Content starts

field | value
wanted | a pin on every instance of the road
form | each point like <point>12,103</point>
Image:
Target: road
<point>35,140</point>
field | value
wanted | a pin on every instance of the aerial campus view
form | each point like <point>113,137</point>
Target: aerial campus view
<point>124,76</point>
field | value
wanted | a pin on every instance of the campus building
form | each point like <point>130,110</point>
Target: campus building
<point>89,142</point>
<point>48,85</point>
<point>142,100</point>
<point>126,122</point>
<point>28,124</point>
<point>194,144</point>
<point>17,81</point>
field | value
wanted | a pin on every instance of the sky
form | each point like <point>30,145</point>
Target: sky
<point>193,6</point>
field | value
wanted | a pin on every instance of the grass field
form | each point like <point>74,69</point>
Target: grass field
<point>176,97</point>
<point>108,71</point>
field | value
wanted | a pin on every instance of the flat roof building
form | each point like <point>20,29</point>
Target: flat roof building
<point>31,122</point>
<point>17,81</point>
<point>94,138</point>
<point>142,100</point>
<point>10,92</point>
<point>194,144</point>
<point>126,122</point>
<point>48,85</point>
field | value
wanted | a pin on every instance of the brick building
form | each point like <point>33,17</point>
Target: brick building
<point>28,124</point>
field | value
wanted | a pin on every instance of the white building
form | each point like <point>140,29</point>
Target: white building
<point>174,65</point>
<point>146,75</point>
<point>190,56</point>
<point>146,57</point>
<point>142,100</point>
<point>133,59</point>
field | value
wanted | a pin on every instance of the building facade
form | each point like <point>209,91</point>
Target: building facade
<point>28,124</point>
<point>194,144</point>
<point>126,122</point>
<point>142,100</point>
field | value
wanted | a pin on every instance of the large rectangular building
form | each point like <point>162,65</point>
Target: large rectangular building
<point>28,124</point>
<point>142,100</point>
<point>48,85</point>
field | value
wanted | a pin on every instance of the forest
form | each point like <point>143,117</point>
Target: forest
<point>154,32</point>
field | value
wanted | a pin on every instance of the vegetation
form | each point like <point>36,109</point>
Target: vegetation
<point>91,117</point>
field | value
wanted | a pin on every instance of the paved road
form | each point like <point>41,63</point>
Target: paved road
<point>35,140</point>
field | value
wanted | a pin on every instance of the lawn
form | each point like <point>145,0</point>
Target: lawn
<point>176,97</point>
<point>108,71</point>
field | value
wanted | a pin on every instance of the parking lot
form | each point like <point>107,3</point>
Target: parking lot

Content ends

TASK BRIEF:
When a line of the data holds the string "parking", pick it out and copy it.

EXERCISE SOLUTION:
wanted | a pin on every instance of the parking lot
Target: parking lot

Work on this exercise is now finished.